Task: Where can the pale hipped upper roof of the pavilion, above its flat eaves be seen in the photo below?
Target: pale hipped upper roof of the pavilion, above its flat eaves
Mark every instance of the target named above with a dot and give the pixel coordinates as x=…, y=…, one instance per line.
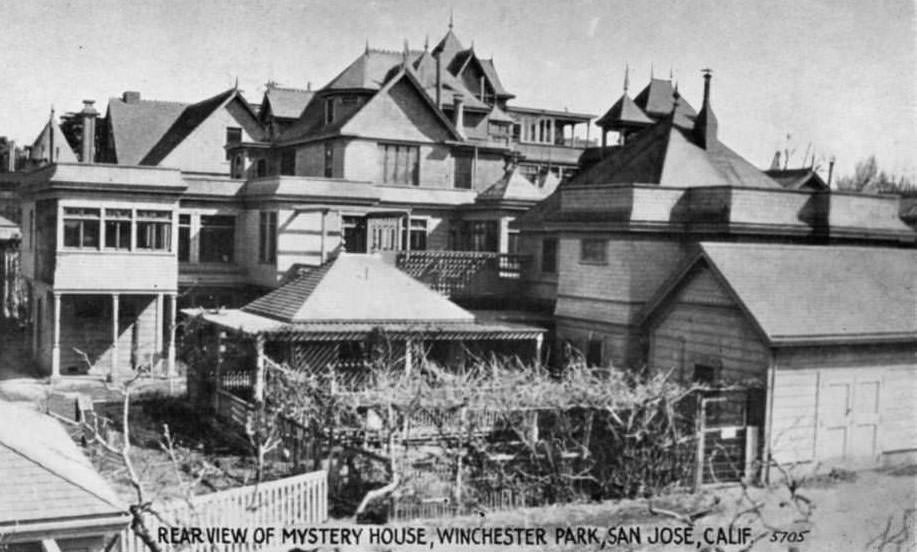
x=356, y=288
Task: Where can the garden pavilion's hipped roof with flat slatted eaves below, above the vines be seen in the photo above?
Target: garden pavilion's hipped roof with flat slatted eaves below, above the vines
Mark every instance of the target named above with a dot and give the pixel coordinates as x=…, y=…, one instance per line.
x=328, y=315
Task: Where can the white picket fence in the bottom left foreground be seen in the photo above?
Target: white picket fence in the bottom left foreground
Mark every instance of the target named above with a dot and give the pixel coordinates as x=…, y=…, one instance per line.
x=297, y=500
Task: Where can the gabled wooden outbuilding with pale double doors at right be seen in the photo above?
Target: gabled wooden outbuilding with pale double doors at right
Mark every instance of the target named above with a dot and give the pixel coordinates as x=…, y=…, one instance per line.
x=830, y=332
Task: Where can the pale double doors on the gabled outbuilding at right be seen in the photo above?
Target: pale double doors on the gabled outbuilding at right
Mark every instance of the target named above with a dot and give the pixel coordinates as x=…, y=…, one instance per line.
x=848, y=413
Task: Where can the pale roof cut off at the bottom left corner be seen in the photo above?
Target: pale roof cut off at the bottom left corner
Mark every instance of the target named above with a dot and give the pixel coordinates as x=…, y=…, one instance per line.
x=46, y=478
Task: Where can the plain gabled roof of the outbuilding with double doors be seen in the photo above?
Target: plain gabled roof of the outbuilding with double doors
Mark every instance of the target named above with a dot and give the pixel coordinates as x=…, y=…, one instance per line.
x=807, y=294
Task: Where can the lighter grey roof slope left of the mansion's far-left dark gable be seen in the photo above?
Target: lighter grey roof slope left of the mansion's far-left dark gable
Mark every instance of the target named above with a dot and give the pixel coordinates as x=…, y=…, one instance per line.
x=137, y=126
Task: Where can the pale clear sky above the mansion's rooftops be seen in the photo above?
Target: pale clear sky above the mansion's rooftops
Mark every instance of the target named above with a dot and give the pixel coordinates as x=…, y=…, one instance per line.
x=833, y=77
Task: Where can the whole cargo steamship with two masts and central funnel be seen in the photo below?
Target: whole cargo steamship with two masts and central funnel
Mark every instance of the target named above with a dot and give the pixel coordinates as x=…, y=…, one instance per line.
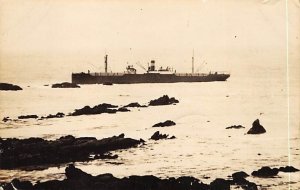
x=152, y=75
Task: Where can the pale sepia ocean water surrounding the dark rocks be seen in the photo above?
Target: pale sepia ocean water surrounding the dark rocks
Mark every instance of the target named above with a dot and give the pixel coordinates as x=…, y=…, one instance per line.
x=203, y=148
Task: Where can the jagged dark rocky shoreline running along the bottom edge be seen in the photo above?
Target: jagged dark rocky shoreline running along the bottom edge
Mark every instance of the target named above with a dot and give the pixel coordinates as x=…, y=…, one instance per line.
x=78, y=179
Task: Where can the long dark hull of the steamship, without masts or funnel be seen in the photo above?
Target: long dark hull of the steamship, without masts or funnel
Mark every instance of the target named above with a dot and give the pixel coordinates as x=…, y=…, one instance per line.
x=85, y=78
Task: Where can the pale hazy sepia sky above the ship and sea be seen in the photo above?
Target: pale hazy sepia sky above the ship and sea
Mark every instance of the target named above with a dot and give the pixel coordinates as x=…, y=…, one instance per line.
x=52, y=38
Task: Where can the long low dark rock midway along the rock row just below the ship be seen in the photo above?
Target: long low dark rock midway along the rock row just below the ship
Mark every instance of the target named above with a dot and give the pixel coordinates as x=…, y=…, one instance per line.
x=101, y=108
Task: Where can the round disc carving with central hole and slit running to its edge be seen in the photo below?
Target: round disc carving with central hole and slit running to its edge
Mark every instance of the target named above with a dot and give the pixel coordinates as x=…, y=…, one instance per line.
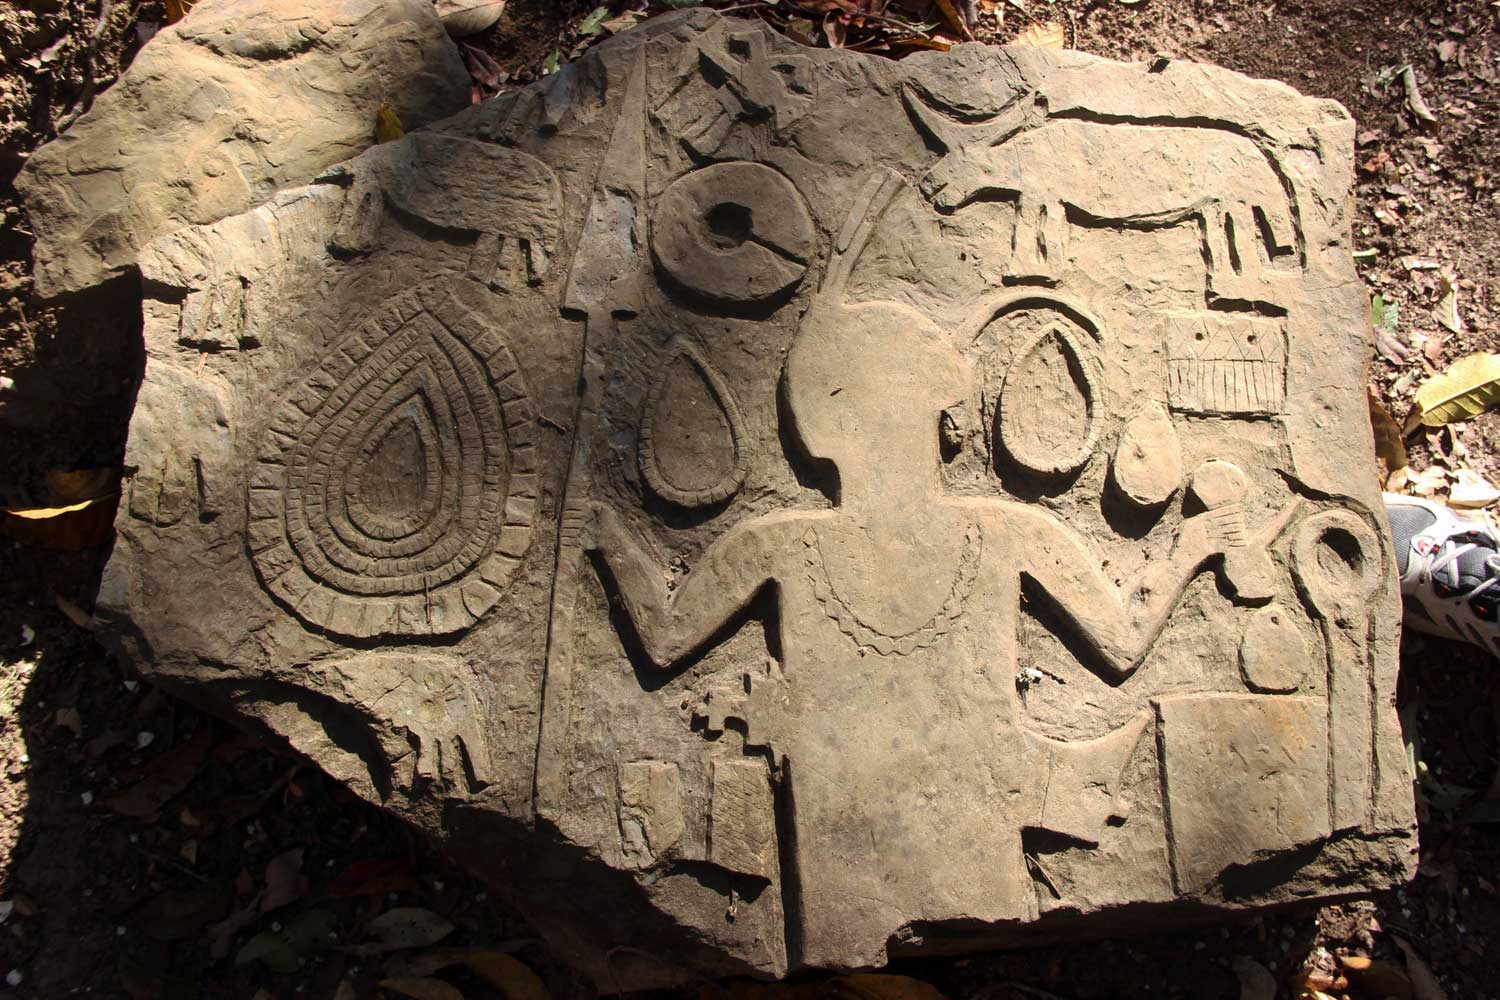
x=734, y=233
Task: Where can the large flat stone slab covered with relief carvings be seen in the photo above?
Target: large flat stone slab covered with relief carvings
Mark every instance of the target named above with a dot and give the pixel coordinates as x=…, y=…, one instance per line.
x=775, y=509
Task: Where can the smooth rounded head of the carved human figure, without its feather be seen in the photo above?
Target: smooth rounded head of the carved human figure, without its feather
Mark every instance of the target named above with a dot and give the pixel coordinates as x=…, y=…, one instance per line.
x=868, y=385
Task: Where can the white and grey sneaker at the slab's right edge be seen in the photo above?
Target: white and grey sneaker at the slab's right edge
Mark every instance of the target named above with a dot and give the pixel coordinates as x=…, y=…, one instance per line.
x=1450, y=572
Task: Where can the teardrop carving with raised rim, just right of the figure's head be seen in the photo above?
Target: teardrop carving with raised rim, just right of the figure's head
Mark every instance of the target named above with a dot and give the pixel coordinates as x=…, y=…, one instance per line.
x=1048, y=419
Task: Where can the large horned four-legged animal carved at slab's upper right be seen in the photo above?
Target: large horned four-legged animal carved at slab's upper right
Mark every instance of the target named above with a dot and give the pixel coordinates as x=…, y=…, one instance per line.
x=1114, y=175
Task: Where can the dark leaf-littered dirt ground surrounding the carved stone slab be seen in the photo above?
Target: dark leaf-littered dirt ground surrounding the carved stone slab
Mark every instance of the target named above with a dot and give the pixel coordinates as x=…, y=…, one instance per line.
x=145, y=846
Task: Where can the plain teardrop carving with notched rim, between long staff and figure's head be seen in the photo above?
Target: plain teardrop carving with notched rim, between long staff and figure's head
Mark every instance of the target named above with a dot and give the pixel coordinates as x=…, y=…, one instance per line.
x=692, y=436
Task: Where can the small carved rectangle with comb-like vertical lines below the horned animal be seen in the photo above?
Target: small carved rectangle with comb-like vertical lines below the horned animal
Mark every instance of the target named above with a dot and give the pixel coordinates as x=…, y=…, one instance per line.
x=1225, y=365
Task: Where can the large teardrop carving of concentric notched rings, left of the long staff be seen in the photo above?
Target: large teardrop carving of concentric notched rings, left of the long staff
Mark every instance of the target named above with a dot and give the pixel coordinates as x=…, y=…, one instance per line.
x=395, y=490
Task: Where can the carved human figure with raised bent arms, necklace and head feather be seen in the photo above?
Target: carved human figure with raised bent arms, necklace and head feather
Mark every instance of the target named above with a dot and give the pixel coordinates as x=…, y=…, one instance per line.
x=898, y=615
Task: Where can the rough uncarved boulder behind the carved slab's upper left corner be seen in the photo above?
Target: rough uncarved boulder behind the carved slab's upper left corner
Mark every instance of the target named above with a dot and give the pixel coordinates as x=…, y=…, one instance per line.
x=220, y=112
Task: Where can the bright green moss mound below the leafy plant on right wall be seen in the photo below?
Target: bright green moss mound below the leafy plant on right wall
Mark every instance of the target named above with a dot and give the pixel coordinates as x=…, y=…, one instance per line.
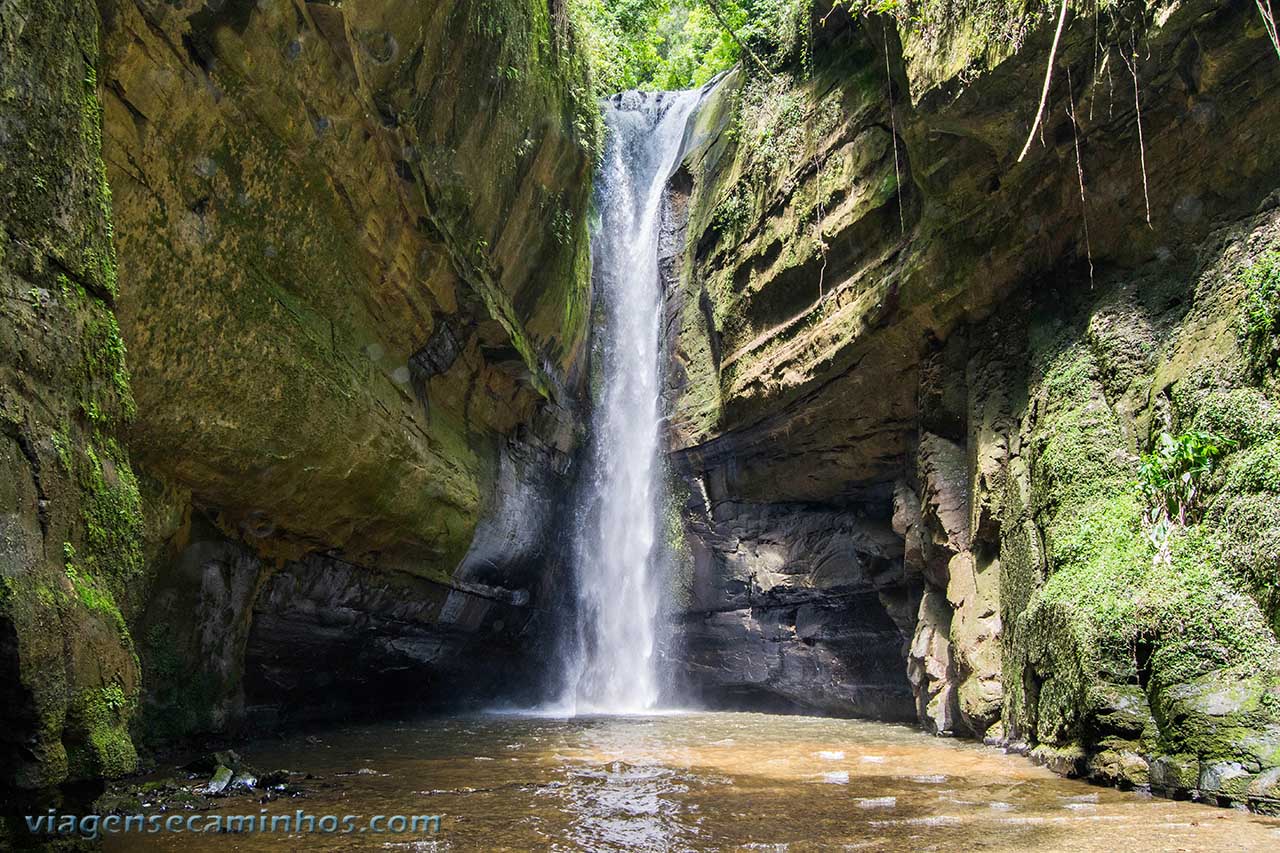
x=1109, y=597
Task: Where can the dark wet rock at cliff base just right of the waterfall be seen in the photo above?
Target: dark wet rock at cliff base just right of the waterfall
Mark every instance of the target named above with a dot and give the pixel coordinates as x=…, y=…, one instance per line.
x=797, y=610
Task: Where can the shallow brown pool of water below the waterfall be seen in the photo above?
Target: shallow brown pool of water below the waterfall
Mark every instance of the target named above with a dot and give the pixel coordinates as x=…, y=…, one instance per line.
x=705, y=782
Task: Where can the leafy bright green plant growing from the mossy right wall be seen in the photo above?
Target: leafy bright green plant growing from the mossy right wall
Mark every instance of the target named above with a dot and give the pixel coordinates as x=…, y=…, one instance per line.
x=1171, y=478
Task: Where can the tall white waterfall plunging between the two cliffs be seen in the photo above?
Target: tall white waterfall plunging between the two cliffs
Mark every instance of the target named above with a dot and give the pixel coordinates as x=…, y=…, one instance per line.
x=615, y=669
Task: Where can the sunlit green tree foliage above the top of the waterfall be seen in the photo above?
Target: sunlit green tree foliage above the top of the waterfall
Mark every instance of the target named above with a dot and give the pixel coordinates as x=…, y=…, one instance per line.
x=679, y=44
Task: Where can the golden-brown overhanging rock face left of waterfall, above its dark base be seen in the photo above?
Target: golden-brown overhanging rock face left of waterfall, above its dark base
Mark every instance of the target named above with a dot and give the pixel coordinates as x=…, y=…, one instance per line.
x=356, y=252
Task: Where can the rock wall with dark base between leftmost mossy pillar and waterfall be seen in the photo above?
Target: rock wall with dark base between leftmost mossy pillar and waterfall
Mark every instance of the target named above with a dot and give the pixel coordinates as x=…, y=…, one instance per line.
x=356, y=252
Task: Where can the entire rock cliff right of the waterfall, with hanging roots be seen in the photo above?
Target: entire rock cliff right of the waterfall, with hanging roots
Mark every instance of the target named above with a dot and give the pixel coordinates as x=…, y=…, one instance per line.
x=912, y=382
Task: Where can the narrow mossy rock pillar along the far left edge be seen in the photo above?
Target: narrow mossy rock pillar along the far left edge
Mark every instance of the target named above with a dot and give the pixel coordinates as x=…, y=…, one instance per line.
x=70, y=508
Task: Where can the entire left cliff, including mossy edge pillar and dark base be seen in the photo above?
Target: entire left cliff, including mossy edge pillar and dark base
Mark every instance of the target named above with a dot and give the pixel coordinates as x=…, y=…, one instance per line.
x=354, y=290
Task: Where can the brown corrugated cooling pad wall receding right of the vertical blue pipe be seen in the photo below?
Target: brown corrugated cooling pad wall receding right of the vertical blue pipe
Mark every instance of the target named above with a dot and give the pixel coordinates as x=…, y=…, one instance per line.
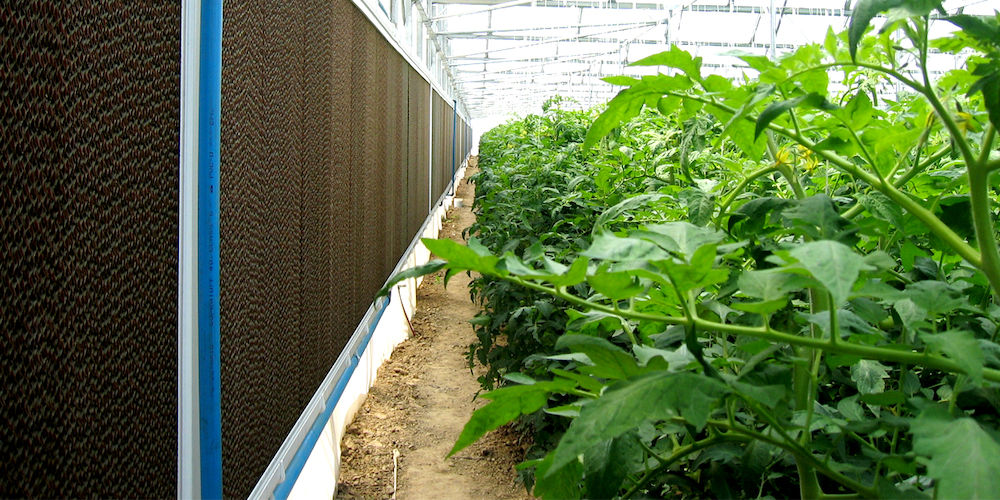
x=324, y=180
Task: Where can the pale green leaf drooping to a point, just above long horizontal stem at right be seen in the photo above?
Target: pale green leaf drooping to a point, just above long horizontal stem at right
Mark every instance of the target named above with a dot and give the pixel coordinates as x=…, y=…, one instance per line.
x=833, y=264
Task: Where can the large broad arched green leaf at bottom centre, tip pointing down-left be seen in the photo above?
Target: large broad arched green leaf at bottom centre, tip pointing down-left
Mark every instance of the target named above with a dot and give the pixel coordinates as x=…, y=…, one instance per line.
x=626, y=405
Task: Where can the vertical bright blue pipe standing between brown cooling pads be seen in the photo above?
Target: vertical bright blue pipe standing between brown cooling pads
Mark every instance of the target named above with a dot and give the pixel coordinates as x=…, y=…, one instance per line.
x=209, y=104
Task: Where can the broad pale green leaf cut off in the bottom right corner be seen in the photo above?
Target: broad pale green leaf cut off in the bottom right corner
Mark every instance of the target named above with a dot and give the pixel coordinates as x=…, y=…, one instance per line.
x=964, y=458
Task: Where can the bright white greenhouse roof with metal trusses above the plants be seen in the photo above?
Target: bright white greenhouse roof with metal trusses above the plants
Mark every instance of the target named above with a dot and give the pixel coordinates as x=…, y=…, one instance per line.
x=506, y=57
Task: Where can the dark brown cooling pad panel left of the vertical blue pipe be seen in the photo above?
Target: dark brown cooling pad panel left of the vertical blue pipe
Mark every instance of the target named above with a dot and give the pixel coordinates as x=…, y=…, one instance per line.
x=89, y=111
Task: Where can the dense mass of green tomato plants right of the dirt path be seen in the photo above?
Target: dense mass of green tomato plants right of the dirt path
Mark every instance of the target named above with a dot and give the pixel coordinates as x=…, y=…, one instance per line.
x=755, y=288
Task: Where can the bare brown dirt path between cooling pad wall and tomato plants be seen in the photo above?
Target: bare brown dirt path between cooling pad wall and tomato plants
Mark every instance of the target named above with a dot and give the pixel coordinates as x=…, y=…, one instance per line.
x=422, y=398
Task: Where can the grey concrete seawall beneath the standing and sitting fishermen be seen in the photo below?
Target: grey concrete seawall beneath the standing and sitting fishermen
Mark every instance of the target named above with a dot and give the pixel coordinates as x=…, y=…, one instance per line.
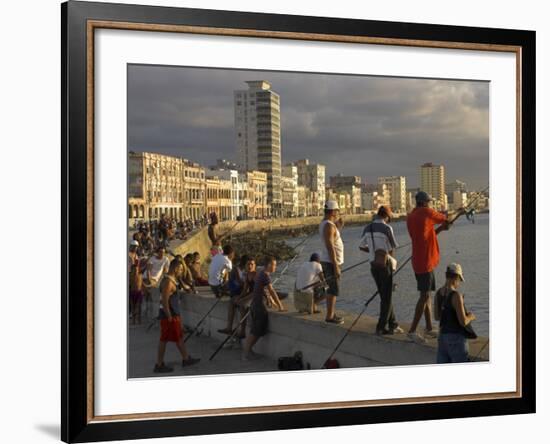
x=290, y=332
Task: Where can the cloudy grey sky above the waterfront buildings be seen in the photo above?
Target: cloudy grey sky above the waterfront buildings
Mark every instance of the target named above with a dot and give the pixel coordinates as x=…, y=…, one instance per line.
x=355, y=125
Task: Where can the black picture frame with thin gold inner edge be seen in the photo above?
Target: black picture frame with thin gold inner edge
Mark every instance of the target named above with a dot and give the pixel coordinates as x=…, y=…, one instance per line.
x=80, y=20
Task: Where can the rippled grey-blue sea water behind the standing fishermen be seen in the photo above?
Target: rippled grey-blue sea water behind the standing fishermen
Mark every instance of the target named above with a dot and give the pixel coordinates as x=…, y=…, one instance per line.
x=466, y=243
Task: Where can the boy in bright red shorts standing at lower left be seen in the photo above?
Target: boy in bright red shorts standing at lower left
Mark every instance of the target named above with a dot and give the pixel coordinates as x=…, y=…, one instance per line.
x=170, y=320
+ + + + + + +
Exercise directions
All that is needed is an exact copy of the lines from the top of the entries through the line containing "Task: Where can the pale roof", pictures left out.

Completed exercise
Task: Where can the pale hipped upper roof of the pavilion, above its flat eaves be seen in the photo below?
Target: pale hipped upper roof of the pavilion, above its flat eaves
Mark every instance of the target named above with a dot and give the pixel coordinates as x=…, y=…, one instance per line.
x=356, y=288
Task: Where can the garden pavilion's hipped roof with flat slatted eaves below, above the vines be seen in the photo above?
Target: garden pavilion's hipped roof with flat slatted eaves below, above the vines
Mark every instance of the target named above with a dot and give the pixel coordinates as x=…, y=…, one instance per line.
x=328, y=315
Task: Where can the white picket fence in the bottom left foreground be seen in the photo above?
Target: white picket fence in the bottom left foreground
Mark every instance of the target named above with a dot and give the pixel coordinates as x=…, y=…, one instance per line.
x=297, y=500
Task: Where can the gabled wooden outbuilding with pale double doors at right be seen in the photo above?
Target: gabled wooden outbuilding with pale double doors at right
Mark every instance of the target named above with a dot and give the pixel coordinates as x=…, y=…, one instance per line.
x=830, y=332
Task: Where can the pale double doors on the gabled outbuilding at right be seen in the photo above?
Target: pale double doors on the gabled outbuilding at right
Mark every instance of the target named above with a dot and give the pixel coordinates as x=…, y=…, one instance per line.
x=848, y=413
Task: Where can the pale roof cut off at the bottom left corner be seen in the photo above?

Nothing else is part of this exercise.